-- Actions to take --
• A. In the piece about the German POW escape near Phoenix, which arm of the German navy did most of the prisoners belong to?
• B. What traits does the piece about the German POW escape near Phoenix say the U-boat prisoners tended to have? List them all.
• C. Carry on the piece about the German POW escape near Phoenix, starting after its final sentence.

-- Document text --
- - - - - - -

It doesn’t take a very close look to notice that the title here is a takeoff on that exploit yet involves the largest such mass escape of Germans from a POW camp here in the United States, from the Phoenix, Arizona, area to be specific.

As unpleasant and undesirable as it might be to be a POW, once one surmounts the initial fear and uncertainty of one’s fate at the hands of the enemy, a prisoner is duty bound by the military code of conduct to attempt to escape. Escape not only can return an individual to friendly force control for purposes of manpower and intelligence, but also obligates the enemy to dedicate its own manpower and resources to recapture said escapee thus impacting that enemy’s war effort.

In this case, the Germans in question were primarily members of the U-boat arm of the German navy. They tended to be better educated, more technically capable and, for that matter, indoctrinated in Nazi ideology. As a result, they were less inclined to part with intelligence on U-boat operations and technology, and thus stick together, not to mention to cooperate with their American captors.

Unfortunately, as Northern Europeans and seafaring men, they were also less acclimated to the harsh conditions to be found in the desert environment of the American Southwest. However, that did not stop them from trying to escape, generally toward the Mexican border where there was a large German expatriate community that could help support and forward them back to Germany to continue the fight.

- - - - - - -

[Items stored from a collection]

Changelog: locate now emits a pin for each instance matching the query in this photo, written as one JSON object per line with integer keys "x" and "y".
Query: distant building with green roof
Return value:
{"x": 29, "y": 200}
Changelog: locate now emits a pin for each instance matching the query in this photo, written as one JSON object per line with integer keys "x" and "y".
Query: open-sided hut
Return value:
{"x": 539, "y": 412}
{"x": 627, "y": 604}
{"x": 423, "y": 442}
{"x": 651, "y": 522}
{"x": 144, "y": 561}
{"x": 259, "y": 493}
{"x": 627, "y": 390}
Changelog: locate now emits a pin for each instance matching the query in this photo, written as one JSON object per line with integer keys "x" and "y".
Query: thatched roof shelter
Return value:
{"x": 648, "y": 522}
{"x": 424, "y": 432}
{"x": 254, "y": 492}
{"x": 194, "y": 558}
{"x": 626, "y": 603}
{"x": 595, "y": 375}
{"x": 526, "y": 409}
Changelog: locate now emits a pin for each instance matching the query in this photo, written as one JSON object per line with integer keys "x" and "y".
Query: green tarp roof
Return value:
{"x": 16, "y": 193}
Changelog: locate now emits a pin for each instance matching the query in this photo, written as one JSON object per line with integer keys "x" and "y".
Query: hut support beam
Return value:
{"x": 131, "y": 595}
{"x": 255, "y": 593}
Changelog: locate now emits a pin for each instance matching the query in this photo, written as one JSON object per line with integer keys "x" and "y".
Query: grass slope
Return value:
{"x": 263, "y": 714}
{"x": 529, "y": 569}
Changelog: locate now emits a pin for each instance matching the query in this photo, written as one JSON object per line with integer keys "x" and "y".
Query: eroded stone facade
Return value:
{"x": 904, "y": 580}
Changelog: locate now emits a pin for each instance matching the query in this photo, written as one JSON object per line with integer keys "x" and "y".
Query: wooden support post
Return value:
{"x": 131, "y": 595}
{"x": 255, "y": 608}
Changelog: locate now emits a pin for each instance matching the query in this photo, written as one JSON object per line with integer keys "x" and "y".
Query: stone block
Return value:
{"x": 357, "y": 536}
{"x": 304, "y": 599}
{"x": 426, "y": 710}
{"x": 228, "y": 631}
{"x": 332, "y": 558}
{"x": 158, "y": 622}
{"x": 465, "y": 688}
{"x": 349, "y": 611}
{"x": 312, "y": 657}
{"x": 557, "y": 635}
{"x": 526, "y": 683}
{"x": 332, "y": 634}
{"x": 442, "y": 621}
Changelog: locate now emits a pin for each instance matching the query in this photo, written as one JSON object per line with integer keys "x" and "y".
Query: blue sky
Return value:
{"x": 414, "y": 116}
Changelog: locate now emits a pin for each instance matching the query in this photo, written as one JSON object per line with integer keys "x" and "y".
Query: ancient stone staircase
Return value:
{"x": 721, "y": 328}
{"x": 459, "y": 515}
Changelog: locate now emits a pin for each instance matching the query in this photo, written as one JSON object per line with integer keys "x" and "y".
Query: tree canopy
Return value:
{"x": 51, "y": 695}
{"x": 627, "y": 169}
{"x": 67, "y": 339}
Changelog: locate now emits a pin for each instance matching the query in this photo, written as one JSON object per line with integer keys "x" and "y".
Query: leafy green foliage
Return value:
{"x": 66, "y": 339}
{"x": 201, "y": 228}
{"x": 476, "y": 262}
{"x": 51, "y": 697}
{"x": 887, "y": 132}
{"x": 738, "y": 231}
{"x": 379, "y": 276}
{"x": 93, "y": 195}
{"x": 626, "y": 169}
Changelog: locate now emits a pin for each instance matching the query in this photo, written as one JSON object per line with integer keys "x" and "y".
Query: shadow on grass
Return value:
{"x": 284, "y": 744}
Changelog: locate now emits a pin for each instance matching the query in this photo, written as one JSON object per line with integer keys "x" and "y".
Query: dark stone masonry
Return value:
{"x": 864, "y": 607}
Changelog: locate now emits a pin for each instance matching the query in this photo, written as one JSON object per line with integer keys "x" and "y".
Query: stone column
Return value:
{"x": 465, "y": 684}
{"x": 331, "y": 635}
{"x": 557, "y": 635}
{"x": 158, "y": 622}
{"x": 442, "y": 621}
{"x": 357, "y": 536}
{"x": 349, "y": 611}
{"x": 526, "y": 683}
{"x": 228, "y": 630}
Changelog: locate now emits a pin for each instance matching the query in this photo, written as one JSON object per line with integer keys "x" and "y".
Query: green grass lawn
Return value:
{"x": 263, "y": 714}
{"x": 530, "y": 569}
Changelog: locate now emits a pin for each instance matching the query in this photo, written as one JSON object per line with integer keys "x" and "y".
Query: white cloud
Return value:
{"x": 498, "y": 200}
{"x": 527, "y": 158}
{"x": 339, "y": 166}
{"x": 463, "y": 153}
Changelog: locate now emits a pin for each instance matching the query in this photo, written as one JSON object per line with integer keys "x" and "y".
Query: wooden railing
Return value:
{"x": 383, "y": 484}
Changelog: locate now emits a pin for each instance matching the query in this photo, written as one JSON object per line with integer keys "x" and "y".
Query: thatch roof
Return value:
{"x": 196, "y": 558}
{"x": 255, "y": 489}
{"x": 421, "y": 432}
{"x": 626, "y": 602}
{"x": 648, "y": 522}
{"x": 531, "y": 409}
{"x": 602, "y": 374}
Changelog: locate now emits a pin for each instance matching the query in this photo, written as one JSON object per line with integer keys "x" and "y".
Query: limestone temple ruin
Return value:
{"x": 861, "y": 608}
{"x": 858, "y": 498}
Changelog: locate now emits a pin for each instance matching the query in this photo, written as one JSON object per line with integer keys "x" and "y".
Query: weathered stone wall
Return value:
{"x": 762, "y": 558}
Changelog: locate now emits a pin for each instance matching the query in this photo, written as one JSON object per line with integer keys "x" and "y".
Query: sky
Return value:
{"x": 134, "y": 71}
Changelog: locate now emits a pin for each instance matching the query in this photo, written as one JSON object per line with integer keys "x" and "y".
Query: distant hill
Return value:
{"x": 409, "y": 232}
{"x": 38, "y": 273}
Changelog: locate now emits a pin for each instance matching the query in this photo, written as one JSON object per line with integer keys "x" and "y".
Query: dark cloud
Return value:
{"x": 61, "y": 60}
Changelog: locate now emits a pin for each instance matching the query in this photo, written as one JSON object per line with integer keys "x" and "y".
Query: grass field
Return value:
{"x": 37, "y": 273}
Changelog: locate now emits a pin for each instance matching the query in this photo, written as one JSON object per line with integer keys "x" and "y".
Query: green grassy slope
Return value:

- - - - - - -

-- Results for each task --
• A. The U-boat arm.

• B.
- Better educated
- More technically capable
- Indoctrinated in Nazi ideology

• C.
Just as in prison camps in the greater Third Reich, the men were able to determine certain physical blind spots within the wire along with other security shortcomings. Consequently, they took advantage of what was given them and began digging a tunnel all while producing maps, compasses, and other escape and survival gear to assist them in their effort to overcome the desert environment.

Despite the fact that the American military engineers considered the area’s soil to be too hard and rocky for tunneling purposes, it did not stop the Germans from successfully completing their tunnel to a concealed point outside the wire, eliminating the dug dirt and rocks using many of the same methods and techniques as Allied prisoners.

As bad as it is having one or two prisoners escape their enclosure, anything above that was certainly considered a mass escape, and this was the biggest in America during the war, involving a manhunt which included the FBI, local and state police and even ordinary citizens.

The prisoners were recaptured or gave themselves up voluntarily but not without considerable investment of resources, time, and effort which led to reassignment if not courts martial for a few of the camp’s administration. At least they weren’t sent to the Russian Front as punishment as usually happened in the German armed forces following a successful escape.

The photographic section includes shots of the camp, some of the escapees and their ships (not all were U-boat sailors), as well as those taken by the U.S. military documenting the tunnel after discovery.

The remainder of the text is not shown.